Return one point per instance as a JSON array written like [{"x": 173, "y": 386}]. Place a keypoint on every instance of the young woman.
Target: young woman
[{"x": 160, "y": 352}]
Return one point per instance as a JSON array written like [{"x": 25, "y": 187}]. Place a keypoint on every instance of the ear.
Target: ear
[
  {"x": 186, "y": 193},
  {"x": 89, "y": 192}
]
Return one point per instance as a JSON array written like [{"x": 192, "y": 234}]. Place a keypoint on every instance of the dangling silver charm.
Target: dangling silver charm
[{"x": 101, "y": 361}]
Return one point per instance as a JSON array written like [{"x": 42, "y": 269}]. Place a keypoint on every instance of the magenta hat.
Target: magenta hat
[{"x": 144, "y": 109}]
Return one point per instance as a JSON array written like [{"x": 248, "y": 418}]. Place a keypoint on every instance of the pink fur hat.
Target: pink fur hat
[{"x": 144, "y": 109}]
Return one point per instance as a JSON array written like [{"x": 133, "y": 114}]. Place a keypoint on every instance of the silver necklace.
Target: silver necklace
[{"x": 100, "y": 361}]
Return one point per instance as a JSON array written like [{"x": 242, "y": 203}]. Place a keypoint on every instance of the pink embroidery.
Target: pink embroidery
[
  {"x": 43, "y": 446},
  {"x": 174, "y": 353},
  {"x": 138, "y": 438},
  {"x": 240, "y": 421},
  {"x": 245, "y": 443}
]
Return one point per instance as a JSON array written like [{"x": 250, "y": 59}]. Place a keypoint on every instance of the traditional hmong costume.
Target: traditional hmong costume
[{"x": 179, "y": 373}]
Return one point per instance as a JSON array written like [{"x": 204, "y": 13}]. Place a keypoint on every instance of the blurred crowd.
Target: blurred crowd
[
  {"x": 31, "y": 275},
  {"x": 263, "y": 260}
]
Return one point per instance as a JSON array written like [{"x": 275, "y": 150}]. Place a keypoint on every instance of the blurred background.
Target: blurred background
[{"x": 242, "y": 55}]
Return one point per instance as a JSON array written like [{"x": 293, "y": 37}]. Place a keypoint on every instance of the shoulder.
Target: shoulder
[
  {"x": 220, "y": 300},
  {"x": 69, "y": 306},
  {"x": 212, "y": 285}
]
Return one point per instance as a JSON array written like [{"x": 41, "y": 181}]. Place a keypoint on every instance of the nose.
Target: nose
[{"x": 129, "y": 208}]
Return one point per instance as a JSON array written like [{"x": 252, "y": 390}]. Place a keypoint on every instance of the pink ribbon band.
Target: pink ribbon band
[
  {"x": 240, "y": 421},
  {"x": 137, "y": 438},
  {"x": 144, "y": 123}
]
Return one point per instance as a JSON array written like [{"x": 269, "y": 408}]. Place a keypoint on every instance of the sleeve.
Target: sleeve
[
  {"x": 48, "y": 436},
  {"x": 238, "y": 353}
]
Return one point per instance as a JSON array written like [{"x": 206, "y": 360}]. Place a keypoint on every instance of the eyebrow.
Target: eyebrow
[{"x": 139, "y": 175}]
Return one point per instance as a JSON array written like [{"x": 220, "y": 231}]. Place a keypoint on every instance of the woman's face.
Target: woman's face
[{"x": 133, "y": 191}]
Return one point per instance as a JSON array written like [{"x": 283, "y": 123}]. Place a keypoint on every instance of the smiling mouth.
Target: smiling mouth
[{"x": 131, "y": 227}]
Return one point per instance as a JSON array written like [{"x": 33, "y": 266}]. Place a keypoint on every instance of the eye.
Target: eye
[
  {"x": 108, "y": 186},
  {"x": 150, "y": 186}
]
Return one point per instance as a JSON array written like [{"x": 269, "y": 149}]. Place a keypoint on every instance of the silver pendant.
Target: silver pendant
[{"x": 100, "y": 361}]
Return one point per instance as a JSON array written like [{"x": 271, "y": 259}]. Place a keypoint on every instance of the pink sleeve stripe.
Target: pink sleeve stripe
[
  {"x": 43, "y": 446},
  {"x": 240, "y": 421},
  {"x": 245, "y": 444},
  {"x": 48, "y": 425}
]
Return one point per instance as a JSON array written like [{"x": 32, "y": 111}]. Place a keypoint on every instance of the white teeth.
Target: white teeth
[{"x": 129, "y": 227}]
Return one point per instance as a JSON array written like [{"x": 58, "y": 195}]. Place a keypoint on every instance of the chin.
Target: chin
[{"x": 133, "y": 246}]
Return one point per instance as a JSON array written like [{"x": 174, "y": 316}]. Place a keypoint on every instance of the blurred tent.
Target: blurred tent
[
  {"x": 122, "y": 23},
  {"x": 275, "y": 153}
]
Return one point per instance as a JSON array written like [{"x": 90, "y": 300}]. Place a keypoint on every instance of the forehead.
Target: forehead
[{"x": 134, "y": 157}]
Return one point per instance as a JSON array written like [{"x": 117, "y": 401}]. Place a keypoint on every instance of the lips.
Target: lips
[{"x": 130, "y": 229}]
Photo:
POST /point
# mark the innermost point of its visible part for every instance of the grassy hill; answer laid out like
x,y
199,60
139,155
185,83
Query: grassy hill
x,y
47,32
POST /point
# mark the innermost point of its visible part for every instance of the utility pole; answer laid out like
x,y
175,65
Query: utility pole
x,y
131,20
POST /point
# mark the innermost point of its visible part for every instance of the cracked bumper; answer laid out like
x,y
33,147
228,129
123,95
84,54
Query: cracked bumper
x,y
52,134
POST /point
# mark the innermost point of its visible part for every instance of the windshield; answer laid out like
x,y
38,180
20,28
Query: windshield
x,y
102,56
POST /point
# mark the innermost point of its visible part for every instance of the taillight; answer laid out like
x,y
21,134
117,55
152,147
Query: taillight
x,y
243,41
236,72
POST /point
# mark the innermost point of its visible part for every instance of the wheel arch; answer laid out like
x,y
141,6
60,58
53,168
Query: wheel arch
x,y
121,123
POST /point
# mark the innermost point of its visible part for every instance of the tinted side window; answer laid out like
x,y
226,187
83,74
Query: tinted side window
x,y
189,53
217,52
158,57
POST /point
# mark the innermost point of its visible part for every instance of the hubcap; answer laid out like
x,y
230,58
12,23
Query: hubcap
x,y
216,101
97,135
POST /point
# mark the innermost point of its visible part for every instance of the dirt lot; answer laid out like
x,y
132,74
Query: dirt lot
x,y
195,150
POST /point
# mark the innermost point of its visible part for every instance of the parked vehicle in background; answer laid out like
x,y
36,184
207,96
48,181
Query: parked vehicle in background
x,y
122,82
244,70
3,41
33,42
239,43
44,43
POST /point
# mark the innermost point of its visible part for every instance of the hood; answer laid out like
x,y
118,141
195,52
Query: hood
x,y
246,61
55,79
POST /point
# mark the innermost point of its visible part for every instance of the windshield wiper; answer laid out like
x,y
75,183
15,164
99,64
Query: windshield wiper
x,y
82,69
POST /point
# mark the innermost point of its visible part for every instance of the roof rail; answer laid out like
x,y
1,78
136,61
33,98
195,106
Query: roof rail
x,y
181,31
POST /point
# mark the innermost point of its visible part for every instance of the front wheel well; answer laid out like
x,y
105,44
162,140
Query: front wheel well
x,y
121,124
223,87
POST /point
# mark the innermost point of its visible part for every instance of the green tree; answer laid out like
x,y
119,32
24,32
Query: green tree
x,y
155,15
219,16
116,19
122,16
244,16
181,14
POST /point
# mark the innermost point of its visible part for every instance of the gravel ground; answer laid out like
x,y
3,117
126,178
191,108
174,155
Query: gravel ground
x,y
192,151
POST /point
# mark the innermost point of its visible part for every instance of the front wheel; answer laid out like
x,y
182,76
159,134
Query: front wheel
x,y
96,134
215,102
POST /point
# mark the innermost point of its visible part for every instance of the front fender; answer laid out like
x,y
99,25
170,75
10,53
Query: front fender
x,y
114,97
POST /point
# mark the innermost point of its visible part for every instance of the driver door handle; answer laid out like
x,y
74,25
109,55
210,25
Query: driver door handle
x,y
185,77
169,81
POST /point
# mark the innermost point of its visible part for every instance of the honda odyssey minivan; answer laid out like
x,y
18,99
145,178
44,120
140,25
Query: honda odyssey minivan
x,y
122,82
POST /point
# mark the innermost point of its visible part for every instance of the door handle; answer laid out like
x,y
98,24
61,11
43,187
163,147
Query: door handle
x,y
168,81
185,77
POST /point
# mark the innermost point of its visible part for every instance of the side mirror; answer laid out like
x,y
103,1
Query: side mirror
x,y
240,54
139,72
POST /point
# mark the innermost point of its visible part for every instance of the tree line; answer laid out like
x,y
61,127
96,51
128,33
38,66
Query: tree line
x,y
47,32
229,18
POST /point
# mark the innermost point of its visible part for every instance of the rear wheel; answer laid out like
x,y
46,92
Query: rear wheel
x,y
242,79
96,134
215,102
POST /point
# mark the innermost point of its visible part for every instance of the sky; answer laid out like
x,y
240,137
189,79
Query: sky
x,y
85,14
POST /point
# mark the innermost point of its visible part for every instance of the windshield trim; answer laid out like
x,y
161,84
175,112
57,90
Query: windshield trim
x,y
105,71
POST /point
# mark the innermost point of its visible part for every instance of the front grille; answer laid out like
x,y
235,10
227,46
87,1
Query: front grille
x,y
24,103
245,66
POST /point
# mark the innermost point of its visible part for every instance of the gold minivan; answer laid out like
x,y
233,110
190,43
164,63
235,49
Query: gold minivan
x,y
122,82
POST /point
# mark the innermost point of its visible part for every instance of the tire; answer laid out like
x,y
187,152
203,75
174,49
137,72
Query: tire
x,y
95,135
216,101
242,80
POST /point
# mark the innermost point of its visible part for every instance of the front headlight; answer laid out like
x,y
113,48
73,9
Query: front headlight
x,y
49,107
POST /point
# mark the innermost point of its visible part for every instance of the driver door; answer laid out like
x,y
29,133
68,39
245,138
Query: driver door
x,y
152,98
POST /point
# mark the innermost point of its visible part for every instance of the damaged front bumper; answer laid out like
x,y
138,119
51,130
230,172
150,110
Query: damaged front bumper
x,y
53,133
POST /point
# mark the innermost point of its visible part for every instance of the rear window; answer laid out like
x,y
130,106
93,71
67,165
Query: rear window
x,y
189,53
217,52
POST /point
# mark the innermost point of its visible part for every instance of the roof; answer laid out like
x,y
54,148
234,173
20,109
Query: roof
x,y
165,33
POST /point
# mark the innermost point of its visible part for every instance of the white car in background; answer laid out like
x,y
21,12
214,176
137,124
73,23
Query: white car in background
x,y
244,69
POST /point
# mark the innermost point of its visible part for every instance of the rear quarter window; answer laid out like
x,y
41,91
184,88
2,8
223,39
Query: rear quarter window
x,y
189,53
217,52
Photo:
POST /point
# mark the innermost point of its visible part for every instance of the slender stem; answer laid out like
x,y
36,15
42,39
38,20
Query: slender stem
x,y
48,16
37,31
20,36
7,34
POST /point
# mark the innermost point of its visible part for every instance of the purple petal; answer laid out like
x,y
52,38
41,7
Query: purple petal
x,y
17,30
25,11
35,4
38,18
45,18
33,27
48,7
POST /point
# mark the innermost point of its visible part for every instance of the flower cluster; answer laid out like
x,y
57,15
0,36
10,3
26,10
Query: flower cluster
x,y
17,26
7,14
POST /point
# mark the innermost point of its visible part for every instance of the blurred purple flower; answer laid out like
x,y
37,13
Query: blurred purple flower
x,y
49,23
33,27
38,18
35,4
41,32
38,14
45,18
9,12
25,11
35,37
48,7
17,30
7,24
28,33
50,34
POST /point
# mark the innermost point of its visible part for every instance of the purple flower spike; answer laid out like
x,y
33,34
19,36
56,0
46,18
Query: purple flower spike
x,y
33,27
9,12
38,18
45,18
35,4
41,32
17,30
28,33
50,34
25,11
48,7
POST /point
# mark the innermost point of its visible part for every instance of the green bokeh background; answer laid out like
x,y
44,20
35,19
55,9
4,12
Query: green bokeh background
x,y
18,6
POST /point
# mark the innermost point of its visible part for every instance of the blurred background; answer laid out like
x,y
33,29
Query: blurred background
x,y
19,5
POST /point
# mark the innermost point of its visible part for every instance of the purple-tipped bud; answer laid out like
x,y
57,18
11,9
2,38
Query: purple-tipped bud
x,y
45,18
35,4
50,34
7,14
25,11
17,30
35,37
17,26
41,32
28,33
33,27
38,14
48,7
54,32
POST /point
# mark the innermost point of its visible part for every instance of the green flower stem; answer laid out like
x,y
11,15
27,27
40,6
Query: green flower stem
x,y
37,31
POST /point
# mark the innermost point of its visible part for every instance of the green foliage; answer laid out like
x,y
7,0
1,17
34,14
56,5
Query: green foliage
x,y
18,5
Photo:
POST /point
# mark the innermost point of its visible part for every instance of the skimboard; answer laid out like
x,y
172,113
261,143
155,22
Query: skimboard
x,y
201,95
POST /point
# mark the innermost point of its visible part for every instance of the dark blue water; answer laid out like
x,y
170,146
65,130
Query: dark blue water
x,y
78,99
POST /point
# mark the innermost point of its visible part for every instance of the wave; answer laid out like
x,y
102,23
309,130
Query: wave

• **Your instructions**: Find every line in the rows above that contains the word "hill" and copy each of those lines in full.

• **Written answer**:
# mark the innermost point of its visible part for every instance of the grassy hill; answer laid out like
Query: grassy hill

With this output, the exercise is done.